---------- Given passage ----------
Innovation Hong Kong insights

Data a Key to Healthier Life

 

People can live happier and healthier lives via collection and efficient use of their own data as it relates to vital functions, says Alan Patrick, head of sales at Biorna Quantics, a business based in Kennedy Town, Hong Kong.

 

The underlying digital technology that has allowed the collection and analysis of such data also puts power – and responsibility – for healthy living in the hands of each individual, he said during a panel at the Internet of Life Summit 2018 in Hong Kong.

 

“You shouldn’t have to wait until you’re ill, to seek health advice. We believe you should be able to get that on a daily basis, and have ownership of your health – and importantly – know what works best for you,” stated Mr Patrick. He was speaking during a so-called fireside chat at the event – part of the StartmeupHK Festival 2018, an initiative of InvestHK – titled “The Future of Health is Your Responsibility”.

 

Mr Patrick’s business offers services including what it says is a set of proprietary tests of DNA. From a mouth swab, Biorna Quantics states it can offer advice on optimal dietary and exercise plans for each client, based on that client’s unique genotype.
----------
Assigned task 1: Please decide whether each statement agrees with the health data article, giving yes or no and quoting the words that settle it: (a) Biorna Quantics is based in Kennedy Town, Hong Kong. (b) Mr Patrick spoke at the Internet of Life Summit 2017. (c) Biorna Quantics bases its advice on a blood sample.
Assigned task 2: Extend the health data article with the paragraphs that follow its last sentence.
---------- Records shown ----------
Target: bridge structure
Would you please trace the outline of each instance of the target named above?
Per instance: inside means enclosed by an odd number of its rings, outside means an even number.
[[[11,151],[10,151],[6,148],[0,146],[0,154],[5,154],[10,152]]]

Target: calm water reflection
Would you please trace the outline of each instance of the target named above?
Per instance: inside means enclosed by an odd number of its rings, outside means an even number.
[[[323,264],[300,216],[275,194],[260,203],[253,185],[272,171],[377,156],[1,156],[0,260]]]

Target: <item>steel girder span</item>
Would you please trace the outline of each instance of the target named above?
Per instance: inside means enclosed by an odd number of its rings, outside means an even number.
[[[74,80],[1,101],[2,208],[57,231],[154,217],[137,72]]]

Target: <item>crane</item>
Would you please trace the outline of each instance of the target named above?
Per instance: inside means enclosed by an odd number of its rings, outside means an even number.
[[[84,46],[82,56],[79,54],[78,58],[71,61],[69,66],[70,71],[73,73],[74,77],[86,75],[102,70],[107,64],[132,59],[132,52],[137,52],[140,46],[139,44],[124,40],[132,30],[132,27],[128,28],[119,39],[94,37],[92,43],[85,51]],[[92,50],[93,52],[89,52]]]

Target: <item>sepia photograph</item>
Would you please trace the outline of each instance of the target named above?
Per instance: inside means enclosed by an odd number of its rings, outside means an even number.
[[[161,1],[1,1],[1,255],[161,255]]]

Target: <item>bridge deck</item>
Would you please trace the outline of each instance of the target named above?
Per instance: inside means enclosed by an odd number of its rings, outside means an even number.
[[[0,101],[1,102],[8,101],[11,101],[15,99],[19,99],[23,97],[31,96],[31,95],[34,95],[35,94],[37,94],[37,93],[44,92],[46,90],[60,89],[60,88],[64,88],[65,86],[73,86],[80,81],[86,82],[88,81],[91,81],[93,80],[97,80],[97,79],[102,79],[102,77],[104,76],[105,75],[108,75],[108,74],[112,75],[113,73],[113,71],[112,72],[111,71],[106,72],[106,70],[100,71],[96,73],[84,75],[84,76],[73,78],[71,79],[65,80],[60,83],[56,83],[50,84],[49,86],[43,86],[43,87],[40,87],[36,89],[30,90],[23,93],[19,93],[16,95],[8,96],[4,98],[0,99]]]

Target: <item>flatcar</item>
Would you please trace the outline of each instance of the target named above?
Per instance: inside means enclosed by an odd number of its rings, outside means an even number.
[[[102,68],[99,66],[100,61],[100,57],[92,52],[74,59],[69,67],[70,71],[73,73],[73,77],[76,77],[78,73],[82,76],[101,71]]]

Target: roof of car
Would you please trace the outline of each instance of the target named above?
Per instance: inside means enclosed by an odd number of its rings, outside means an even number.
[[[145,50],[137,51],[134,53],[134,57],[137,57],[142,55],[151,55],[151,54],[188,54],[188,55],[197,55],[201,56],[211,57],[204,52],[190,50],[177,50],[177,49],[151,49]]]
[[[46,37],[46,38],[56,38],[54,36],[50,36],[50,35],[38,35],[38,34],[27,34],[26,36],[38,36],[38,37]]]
----------
Answer section 1:
(a) Yes: "a business based in Kennedy Town, Hong Kong"
(b) No: "the Internet of Life Summit 2018 in Hong Kong"
(c) No: "From a mouth swab, Biorna Quantics states it can offer advice"

Answer section 2:
 

“Lab tests and wearable technology have been around for a long time,” said Mr Patrick, referring to the way consumers typically receive information about their health and fitness either from medical tests – often conducted after an issue has arisen – or from smart watches and software apps that measure things such as heart rate and blood pressure.

 

“The problem is, once you have the results, you have to take the actions to improve your health or fitness… or both… That’s not always being done at the moment,” stated Mr Patrick.

 

He suggested one answer was for consumers to take advantage of businesses such as his that offer an overview based on genotype, rather than a ‘one size fits all’ approach.

 

He was in conversation with Bay McLaughlin, chief operating officer and co-founder of Brinc, a business based in the Central district of Hong Kong.

 

According to its website, Brinc was set up in 2014 to accelerate technology hardware product start-up companies from conception, through business development, “consumer validation”, manufacturing support and distribution. Brinc also has offices in neighbouring Guangzhou in mainland China, and in Barcelona, Spain.

 

Brinc focuses on the so-called Internet of things: technology that exists in the physical world but can also be interrogated, can communicate with or be operated remotely by a human consumer using Internet-connected technology.

 

The Internet of things includes the concept of the “quantified self”, notes Brinc on its website.

 

“Quantified self is everything from your Apple Watch to your Fitbit [device] to your sleep tracker, to what you eat, to lab tests,” Mr McLaughlin told the audience.